PROBLEM TO WORK ON: Nothing in the records may change when you print them out again.

DATASET RECORDS:

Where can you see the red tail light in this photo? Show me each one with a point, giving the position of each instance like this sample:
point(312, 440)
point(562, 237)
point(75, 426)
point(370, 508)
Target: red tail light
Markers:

RESULT OF THIS EXERCISE:
Where can you see the red tail light in this photo? Show me each one with a point, giving the position of each instance like this sample:
point(312, 440)
point(562, 237)
point(75, 426)
point(370, 508)
Target: red tail light
Markers:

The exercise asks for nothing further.